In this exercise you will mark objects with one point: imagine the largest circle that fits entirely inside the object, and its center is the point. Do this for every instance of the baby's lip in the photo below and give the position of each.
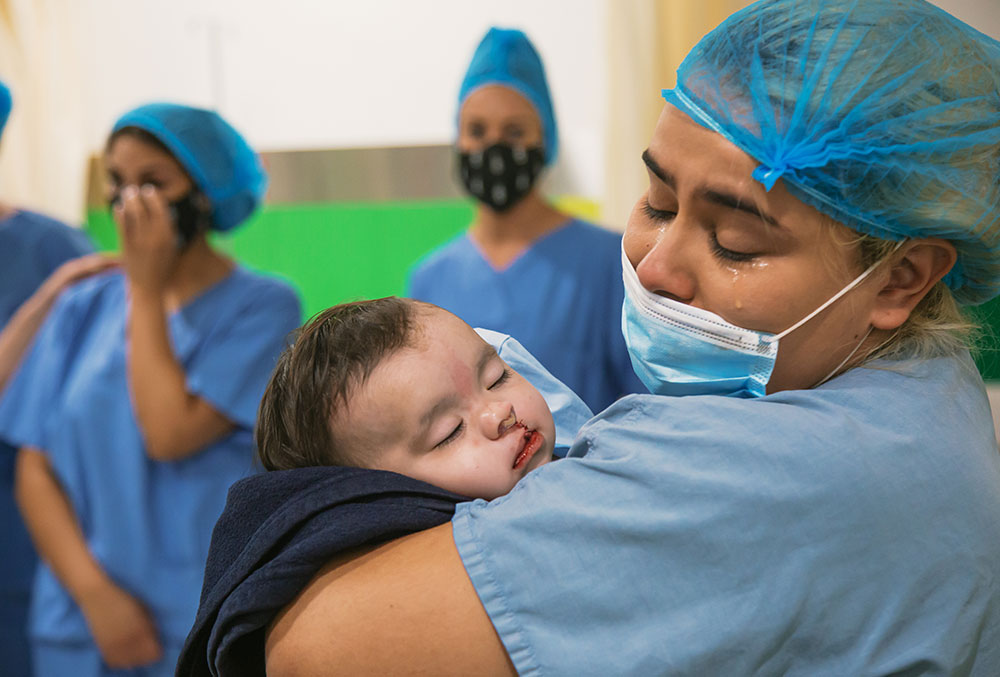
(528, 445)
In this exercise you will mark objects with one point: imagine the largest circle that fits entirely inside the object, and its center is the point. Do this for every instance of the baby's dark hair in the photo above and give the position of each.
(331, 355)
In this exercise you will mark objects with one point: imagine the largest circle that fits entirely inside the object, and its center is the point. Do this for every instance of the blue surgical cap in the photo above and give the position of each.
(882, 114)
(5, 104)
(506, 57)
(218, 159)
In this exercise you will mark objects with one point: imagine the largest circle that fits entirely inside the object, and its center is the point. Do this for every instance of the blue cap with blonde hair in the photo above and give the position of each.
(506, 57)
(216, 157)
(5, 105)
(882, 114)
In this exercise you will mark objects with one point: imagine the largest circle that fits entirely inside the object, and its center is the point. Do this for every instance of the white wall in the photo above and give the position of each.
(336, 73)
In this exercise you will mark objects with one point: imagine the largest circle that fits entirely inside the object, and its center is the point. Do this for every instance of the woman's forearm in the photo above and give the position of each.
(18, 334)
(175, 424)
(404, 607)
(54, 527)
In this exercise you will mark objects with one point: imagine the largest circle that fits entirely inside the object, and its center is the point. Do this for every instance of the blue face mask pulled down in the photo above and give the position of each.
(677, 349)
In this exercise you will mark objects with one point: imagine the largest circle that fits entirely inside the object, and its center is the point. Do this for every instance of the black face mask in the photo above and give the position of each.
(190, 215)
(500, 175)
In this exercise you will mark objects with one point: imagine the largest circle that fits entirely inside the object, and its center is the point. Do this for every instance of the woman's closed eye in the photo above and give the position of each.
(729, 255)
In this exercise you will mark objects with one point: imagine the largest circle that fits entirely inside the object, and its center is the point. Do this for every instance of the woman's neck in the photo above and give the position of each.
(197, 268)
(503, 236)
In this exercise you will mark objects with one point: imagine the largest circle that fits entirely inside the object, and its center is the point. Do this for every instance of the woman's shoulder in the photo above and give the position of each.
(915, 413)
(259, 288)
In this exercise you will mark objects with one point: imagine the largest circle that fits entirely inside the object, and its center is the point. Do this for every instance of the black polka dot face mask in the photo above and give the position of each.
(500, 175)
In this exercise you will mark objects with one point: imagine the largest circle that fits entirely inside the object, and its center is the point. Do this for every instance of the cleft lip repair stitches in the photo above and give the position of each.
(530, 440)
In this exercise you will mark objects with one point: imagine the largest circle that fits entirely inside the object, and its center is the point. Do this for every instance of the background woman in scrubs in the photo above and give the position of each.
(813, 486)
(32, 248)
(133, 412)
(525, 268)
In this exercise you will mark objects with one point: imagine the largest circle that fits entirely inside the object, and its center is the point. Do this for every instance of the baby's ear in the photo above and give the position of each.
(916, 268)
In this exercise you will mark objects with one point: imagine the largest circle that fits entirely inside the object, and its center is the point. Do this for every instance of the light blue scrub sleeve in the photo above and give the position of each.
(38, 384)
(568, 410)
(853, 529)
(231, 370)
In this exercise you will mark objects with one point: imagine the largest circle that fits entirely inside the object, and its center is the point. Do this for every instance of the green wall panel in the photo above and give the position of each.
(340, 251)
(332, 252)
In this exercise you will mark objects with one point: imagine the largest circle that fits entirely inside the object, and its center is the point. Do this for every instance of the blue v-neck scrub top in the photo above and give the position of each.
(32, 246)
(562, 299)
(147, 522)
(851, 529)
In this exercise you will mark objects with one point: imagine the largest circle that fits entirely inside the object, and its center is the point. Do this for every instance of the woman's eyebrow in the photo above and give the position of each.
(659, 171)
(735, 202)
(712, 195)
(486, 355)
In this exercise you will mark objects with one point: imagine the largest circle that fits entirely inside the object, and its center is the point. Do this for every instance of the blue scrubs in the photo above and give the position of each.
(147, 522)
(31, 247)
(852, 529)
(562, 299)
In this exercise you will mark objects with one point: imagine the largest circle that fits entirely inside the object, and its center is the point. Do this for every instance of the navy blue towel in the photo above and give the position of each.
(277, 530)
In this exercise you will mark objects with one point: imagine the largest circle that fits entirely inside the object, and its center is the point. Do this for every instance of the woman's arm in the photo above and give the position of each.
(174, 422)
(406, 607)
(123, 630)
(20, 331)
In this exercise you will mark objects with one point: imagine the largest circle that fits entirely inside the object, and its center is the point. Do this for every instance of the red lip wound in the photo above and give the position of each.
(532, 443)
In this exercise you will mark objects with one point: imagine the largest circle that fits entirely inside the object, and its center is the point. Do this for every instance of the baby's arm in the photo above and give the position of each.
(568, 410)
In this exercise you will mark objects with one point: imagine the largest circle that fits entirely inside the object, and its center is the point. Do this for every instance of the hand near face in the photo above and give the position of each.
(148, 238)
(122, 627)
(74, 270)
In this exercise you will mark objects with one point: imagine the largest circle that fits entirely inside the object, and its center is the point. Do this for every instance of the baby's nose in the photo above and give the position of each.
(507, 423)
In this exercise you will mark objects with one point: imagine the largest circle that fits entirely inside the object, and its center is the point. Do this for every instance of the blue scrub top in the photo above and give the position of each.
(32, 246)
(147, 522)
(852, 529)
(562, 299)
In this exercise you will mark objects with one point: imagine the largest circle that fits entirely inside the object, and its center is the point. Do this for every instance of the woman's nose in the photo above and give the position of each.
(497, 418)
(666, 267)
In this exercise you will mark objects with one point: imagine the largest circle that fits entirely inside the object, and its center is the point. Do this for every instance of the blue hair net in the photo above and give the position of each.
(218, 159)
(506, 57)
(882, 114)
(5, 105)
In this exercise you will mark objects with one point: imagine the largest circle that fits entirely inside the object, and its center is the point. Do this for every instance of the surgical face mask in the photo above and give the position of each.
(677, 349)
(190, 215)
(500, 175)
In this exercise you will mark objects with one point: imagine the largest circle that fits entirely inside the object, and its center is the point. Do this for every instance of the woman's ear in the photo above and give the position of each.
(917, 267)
◆ ◆ ◆ ◆ ◆ ◆ ◆
▸ ASSIGNED TASK: Restate every line above word for word. Do not carry over the images.

▸ FINISHED EXERCISE:
In this exercise you will mark objects with one point: imagine the largest circle that fits entirely inside the object, and its center is the point. Do this for every instance of the baby's lip in the photo below and give the position of each.
(528, 445)
In this exercise you will mark objects with one point: imagine the largest circle that fits entirely inside the object, and its center is the point. Do this for every instance of the baby's dark hair in the photo above and give the position of each.
(331, 355)
In this exercise you will mark objects with one point: imagine the largest circle that fits entirely inside the object, and its center is the point. Do this for every instance of the blue surgical cap in the photo above and give the position of each.
(882, 114)
(5, 104)
(506, 57)
(218, 159)
In this exercise you will mark objects with one point: imagine the largest circle that fits entirely inside the object, and its center is the point. Do this for every instance of the blue cap with blonde hair in the photo above and give the position of each.
(506, 57)
(216, 157)
(5, 105)
(882, 114)
In this exercise you will mark objects with one point: imagine the largest circle that fits entirely inside the object, and its center is the point. Do this for every instance of the white wall in the photo above and give the position of each.
(336, 73)
In this exercise you will mark objects with one point: imagine the largest circle that fits entirely inside the object, and its center is the point. Do this for every instance of the woman's forearm in the photo above and give the position of each.
(18, 334)
(175, 424)
(404, 607)
(54, 527)
In this exercise you will mark objects with one point: imagine the largest circle that fits entirely inside the object, and its center is the point. Do this for every instance of the blue face mask pulled down in the photo above and give the position of each.
(677, 349)
In this exercise you will mark objects with one point: imagine the largest circle that fits entirely inside the object, and its center is the point. Do this for every instance of the black face mask in the photo above and give the position of each.
(190, 215)
(500, 175)
In this exercise you will mark objects with one point: imagine the largest circle that fits entirely inside the object, and its center is the point. Do this for every instance of the woman's closed eye in the photo above and give the position of each.
(729, 255)
In this exercise you will mark objects with one point: imagine the largest circle that fits entirely inside the object, and its center is the point. Do this for every instance of the woman's neck in the photo above and give the position of each.
(197, 268)
(503, 236)
In this exercise you will mark objects with one point: imagine the largest circle that fits entirely inside the object, and its center is the point. Do this for every instance of the woman's shoulder in the photo above and give the position of each.
(915, 413)
(259, 288)
In this exercise you will mark objects with one point: imagine the largest circle that fits entirely inside the object, and its center is the point. Do this for every instance of the black polka dot face mask in the photo above and give the position of each.
(500, 175)
In this exercise you will mark objects with one point: imagine the largest circle that fits entirely inside the object, and its center is the point. Do this for every instance of the cleft lip repair stitches in the photo above and give the position of each.
(530, 440)
In this exercise you will mark objects with one point: imagine the largest circle that fits entirely inside the object, and its center is the point. Do this for every instance of the background woman in scrubs in the photo above and give the position of each.
(813, 486)
(32, 248)
(133, 412)
(525, 268)
In this exercise you will mark objects with one point: imagine the largest circle that fits entirely inside the object, and its center is the point. Do this for every instance of the baby's ear in the photo above and give the position of each.
(916, 268)
In this exercise you will mark objects with one point: imagine the largest circle that fits entirely inside the object, and its center is the point. Do this for every instance of the light blue scrub sleeve in the photo above and give the position of each.
(38, 384)
(568, 410)
(853, 529)
(231, 370)
In this exercise you will mark objects with one point: imagine the largest circle that fits entirely inside the object, and its center is the point. Do this for every instance of the green wall panel in the photo above and give the position of each.
(340, 251)
(332, 252)
In this exercise you will mark objects with one point: imagine the largest circle that fits entirely inside the object, and its center is the point. Do this for every instance of the blue v-neck scrub top in the photo above and give the position of each.
(32, 246)
(562, 299)
(147, 522)
(851, 529)
In this exercise you will mark objects with one point: imagine the largest circle that fits entirely inside the object, and its center is the point. Do this for every instance of the woman's eyebrow in the photo above and give the position of each.
(659, 171)
(735, 202)
(712, 195)
(486, 355)
In this exercise you will mark objects with one point: imagine the largest circle that fits entirely inside the object, and its center is the point. Do this for every instance of the blue scrubs in the photo above and give the position of each.
(147, 522)
(31, 247)
(852, 529)
(562, 299)
In this exercise you will mark objects with one point: imagine the largest circle that fits entirely inside the object, and its center is the point. Do this for every instance of the navy blue towel in the photo above and give the position of each.
(277, 530)
In this exercise you will mark objects with one point: imagine the largest circle that fits entirely inside the object, and its center is the point. Do this for every instance of the woman's arm in the photo above and give the position of each.
(174, 422)
(406, 607)
(123, 630)
(20, 331)
In this exercise you will mark objects with one point: imagine the largest circle that fits entirely inside the object, and its center is the point. Do this for every instance of the red lip wound in the photo above and give the position of each.
(532, 443)
In this exercise you will mark objects with one point: imagine the largest circle that fits entirely inside the object, and its center is the point. Do this for every instance of the baby's arm in the photo above and give the position of each.
(568, 410)
In this exercise you will mark objects with one point: imagine the largest circle that fits entirely inside the object, and its center is the point. Do this for every instance of the hand near face in the photo above and give the position of each.
(148, 238)
(122, 627)
(74, 270)
In this exercise you will mark objects with one point: imagine the largest circle that fits entirely inside the object, and its center is the point. Do this for every instance of the baby's nose in the photo above and give the position of each.
(507, 423)
In this exercise you will mark objects with one point: imagine the largest circle that fits entirely inside the object, and its center is the point. Do this for every instance of the blue scrub top in the photo above and give the position of each.
(32, 246)
(147, 522)
(852, 529)
(562, 299)
In this exercise you will mark objects with one point: imagine the largest circle that fits entirely inside the object, and its center is the point. Do this for every instance of the woman's nose in the photo above and give the position of each.
(497, 418)
(666, 267)
In this exercise you will mark objects with one point: imagine the largest circle that fits entirely inside the object, and its center is the point. Do this for every instance of the blue hair net in the photo above and give the position of each.
(218, 159)
(506, 57)
(882, 114)
(5, 105)
In this exercise you will mark objects with one point: imagine the largest circle that fits entirely inside the object, and its center is the point. Do this for every instance of the surgical face mask in the photo above and give the position of each.
(677, 349)
(190, 215)
(500, 175)
In this exercise you will mark objects with one point: imagine the largest circle that fits entirely inside the object, and its center is the point. Do this for every instance of the woman's ear in the photo above and give the position of each.
(917, 267)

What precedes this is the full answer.